Rewrite the records below, replacing each "night sky" with "starry sky" and changing nothing else. Omit the pictures from your answer.

[Excerpts of pointing data]

..........

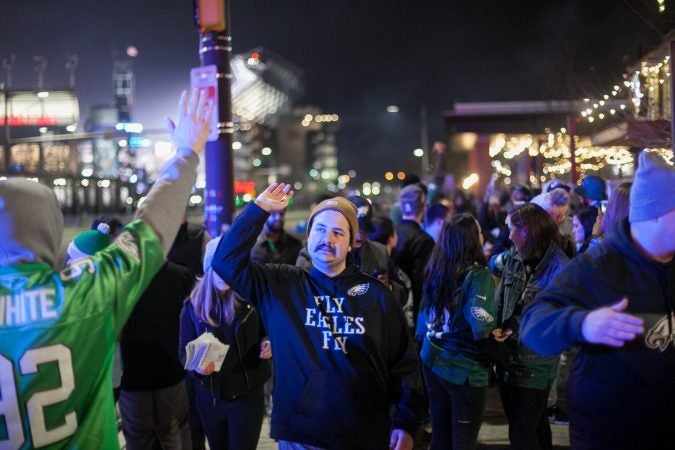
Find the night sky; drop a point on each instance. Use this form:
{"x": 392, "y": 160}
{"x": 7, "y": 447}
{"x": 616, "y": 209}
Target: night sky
{"x": 358, "y": 56}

..........

# [SOLUTION]
Find the starry sky; drop a point on each instance. Use this form:
{"x": 392, "y": 160}
{"x": 7, "y": 447}
{"x": 616, "y": 209}
Target: starry sky
{"x": 358, "y": 56}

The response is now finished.